* [Excerpted text]:
───
FILE PICTURE: A worker passes hundreds of South African flags lining routes in and out of Johannesburg’s OR Tambo International airport.
FILE PICTURE: A worker passes hundreds of South African flags lining routes in and out of Johannesburg’s OR Tambo International airport.
Image: Halden Krog © The Times

EVERY child remembers its childhood with fondness. A mother's loving eyes watching over it, in sleep and wakefulness, never escapes memory.

The raging battle to make the world to care is not for children to fight. That is a burden of every adult to wage. Parents should shoulder the battle with dutiful commitment in defence of children's innocence. Innocence should never be left to fend for itself. Only when innocence has reached maturity age, should it be deemed fit to face the world to inherit duty to care for its offspring.

This duty to care points to the natural order of things not to be tempered with, generation after generation. Otherwise, how else would a hope for a wonderful world be sustained?

With that dream world in mind so do grown-ups remember childhood with a flicker of innocence gone by. Truth is childhood has been good to some and bad to others. Good childhood is remembered with a smile, and the bad one, is never without a tear. Between a smile and a tear, childhood is a struggle to live. But touched by nurturing hands children are likely to find life a song worth singing. Those left at the mercy of a cruel world, bound to curse life as a living hell.

Some children live through smile and tear of life to tell a tale of triumph either through the enduring care of those that gave them birth or self-taught fortitude of unbreakable spirit. Others hardly grow to be known. The tragic end of Michael Komape's life is a case in point. If South Africa still has a heart to speak of, the choking lasting hours of six-year old Komane, found dead in a school pit toilet, is a cause for unspeakable societal shame.

Is this the best childhood that our 23 year old democracy can afford to give? Michael was a Grade R learner at Mahlodumela Primary School in Chebeng outside Polokwane, Limpopo. During break on Monday morning of January 20, he waded through the tall grass to the doorless pit toilets. That was the last he was seen alive.

Could it be that the tragic end of little Michael is of no society's concern? Culpability for the loss of a life cut short so soon should not be allowed to be the sole burden of the poor Komape family either.  Nor should the accusing finger solely point at the school.  The death of Michael is a writing on the wall of our democracy to take stock of vulnerable conditions faced by its young.

A society neglecting the writing on its walls often has nothing left to read in the debris of its collapsed structures. The death of Michael speaks to a society gradually losing a heart for its children as dispensable passing statistics. The measure of a democracy is not the number of years lived but determined elimination of conditions placing its young in harms' way.

Does ours have a heart to celebrate childhood, or, remains a cold-blooded fantasy digging graves to bury those for whom safe life remains unaffordable to buy?
───
* [Collected data]:
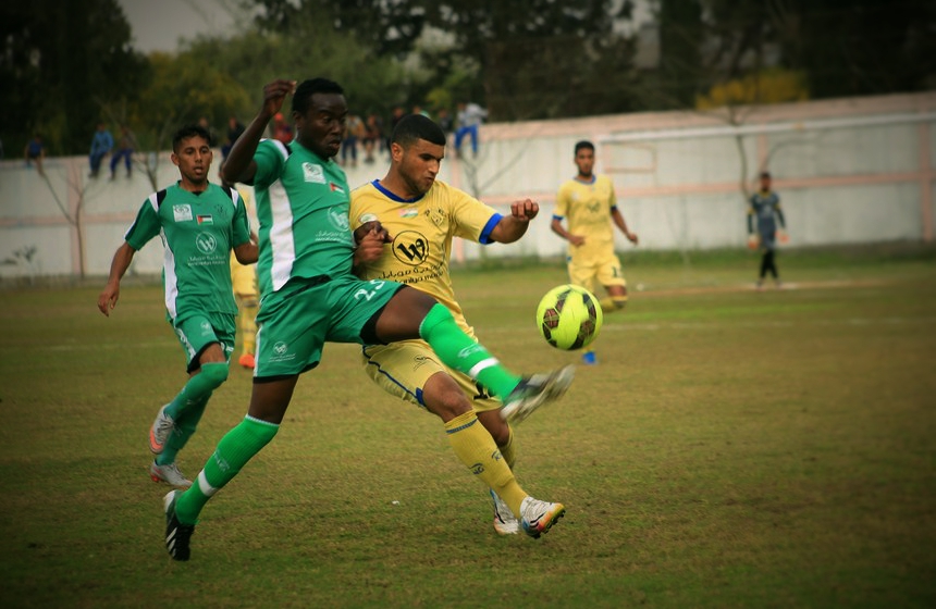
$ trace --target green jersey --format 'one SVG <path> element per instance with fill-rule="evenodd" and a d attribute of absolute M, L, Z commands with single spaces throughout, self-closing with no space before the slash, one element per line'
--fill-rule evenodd
<path fill-rule="evenodd" d="M 196 313 L 237 313 L 231 250 L 250 240 L 250 227 L 235 189 L 209 184 L 202 192 L 189 192 L 176 184 L 153 192 L 124 238 L 138 251 L 157 235 L 164 248 L 165 310 L 173 324 Z"/>
<path fill-rule="evenodd" d="M 350 189 L 344 171 L 294 140 L 264 139 L 254 154 L 260 223 L 257 279 L 266 298 L 294 277 L 352 272 Z"/>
───
* [Tasks to perform]:
**a.** Reproduce the passage from the opinion piece on Michael Komape's death from "EVERY child remembers" up to and including "world be sustained?".
**b.** In the opinion piece on Michael Komape's death, why does the writer argue that blame should not rest only with his family or his school? Explain in one to three sentences.

* [The replies]:
**a.**
EVERY child remembers its childhood with fondness. A mother's loving eyes watching over it, in sleep and wakefulness, never escapes memory.

The raging battle to make the world to care is not for children to fight. That is a burden of every adult to wage. Parents should shoulder the battle with dutiful commitment in defence of children's innocence. Innocence should never be left to fend for itself. Only when innocence has reached maturity age, should it be deemed fit to face the world to inherit duty to care for its offspring.

This duty to care points to the natural order of things not to be tempered with, generation after generation. Otherwise, how else would a hope for a wonderful world be sustained?

**b.** The writer calls Michael's death a writing on the wall of the democracy, a sign that it must take stock of the vulnerable conditions its young face. The loss is therefore a matter for society as a whole, not only for the Komape family or the school.